Task description: The required output is every entry, printed exactly as written.

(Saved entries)
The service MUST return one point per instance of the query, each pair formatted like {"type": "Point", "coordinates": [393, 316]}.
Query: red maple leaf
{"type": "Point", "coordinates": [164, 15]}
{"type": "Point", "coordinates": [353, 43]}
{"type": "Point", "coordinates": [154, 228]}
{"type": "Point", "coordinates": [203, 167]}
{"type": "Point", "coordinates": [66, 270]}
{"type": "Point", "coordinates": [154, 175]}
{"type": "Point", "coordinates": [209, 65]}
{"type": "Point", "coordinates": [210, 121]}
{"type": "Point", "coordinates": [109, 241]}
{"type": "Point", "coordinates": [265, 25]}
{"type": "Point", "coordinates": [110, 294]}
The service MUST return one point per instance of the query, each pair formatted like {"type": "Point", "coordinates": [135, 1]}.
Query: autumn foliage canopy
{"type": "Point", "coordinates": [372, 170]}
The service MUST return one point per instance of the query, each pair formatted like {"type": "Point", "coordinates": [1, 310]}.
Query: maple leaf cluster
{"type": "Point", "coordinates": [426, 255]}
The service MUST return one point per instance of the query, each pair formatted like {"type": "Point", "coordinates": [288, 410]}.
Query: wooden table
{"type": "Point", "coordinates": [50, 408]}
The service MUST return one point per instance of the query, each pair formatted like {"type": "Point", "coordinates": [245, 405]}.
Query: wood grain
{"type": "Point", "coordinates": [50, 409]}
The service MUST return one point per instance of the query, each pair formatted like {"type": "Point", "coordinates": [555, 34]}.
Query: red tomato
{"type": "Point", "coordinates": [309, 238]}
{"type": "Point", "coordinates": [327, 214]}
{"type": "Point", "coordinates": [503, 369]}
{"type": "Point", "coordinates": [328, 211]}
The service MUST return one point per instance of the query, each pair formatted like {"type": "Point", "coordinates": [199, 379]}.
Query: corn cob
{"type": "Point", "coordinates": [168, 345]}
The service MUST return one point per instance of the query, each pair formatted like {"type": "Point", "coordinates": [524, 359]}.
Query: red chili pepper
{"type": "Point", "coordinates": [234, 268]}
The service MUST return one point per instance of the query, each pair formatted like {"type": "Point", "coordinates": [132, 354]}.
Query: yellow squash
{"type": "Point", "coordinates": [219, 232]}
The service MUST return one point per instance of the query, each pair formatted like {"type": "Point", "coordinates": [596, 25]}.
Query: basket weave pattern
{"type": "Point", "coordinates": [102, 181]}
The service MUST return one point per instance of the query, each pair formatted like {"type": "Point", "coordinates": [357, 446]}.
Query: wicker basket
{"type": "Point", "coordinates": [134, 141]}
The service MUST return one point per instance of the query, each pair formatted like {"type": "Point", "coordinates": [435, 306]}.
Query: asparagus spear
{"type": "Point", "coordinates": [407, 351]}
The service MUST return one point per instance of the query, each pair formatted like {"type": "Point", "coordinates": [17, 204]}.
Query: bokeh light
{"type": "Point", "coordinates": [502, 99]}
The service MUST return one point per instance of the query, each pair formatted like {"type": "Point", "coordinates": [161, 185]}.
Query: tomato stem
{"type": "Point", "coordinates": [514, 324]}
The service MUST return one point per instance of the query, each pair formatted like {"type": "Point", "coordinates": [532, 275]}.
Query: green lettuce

Exercise output:
The service MUST return one point per instance of the query, each pair formatted like {"type": "Point", "coordinates": [393, 316]}.
Query: red maple leaf
{"type": "Point", "coordinates": [164, 15]}
{"type": "Point", "coordinates": [353, 43]}
{"type": "Point", "coordinates": [154, 228]}
{"type": "Point", "coordinates": [203, 167]}
{"type": "Point", "coordinates": [66, 270]}
{"type": "Point", "coordinates": [154, 175]}
{"type": "Point", "coordinates": [209, 65]}
{"type": "Point", "coordinates": [210, 121]}
{"type": "Point", "coordinates": [109, 241]}
{"type": "Point", "coordinates": [265, 25]}
{"type": "Point", "coordinates": [110, 294]}
The service MUST return one point per instance of the query, each pair formatted like {"type": "Point", "coordinates": [135, 1]}.
Query: autumn foliage canopy
{"type": "Point", "coordinates": [372, 170]}
The service MUST return one point per instance of the query, each pair formatted like {"type": "Point", "coordinates": [1, 310]}.
Query: maple leaf cluster
{"type": "Point", "coordinates": [426, 255]}
The service MUST return one point per instance of the query, each pair formatted like {"type": "Point", "coordinates": [288, 410]}.
Query: wooden table
{"type": "Point", "coordinates": [50, 408]}
The service MUST return one point per instance of the query, each pair formatted like {"type": "Point", "coordinates": [245, 405]}.
Query: wood grain
{"type": "Point", "coordinates": [50, 409]}
The service MUST return one point per instance of the query, each pair formatted like {"type": "Point", "coordinates": [555, 34]}.
Query: red tomato
{"type": "Point", "coordinates": [309, 238]}
{"type": "Point", "coordinates": [327, 214]}
{"type": "Point", "coordinates": [503, 369]}
{"type": "Point", "coordinates": [328, 211]}
The service MUST return one point per instance of the query, each pair formatted like {"type": "Point", "coordinates": [199, 379]}.
Query: corn cob
{"type": "Point", "coordinates": [168, 345]}
The service MUST return one point per instance of the query, each pair formatted like {"type": "Point", "coordinates": [524, 359]}.
Query: red chili pepper
{"type": "Point", "coordinates": [234, 268]}
The service MUST return one point per instance of the query, each pair formatted like {"type": "Point", "coordinates": [132, 354]}.
Query: yellow squash
{"type": "Point", "coordinates": [219, 232]}
The service MUST return one point per instance of the query, each pair formatted like {"type": "Point", "coordinates": [596, 25]}.
Query: basket weave pattern
{"type": "Point", "coordinates": [102, 181]}
The service MUST return one point per instance of the query, each pair formatted like {"type": "Point", "coordinates": [357, 446]}.
Query: wicker basket
{"type": "Point", "coordinates": [134, 141]}
The service MUST return one point per instance of the query, each pair formatted like {"type": "Point", "coordinates": [435, 306]}.
Query: asparagus spear
{"type": "Point", "coordinates": [407, 351]}
The service MUST return one point per instance of the query, each pair formatted like {"type": "Point", "coordinates": [17, 204]}.
Query: bokeh light
{"type": "Point", "coordinates": [502, 99]}
The service MUST return one point per instance of the query, each pair formatted like {"type": "Point", "coordinates": [161, 185]}.
Query: tomato stem
{"type": "Point", "coordinates": [514, 324]}
The service MUST return one point per instance of the query, each pair formatted like {"type": "Point", "coordinates": [532, 275]}.
Query: green lettuce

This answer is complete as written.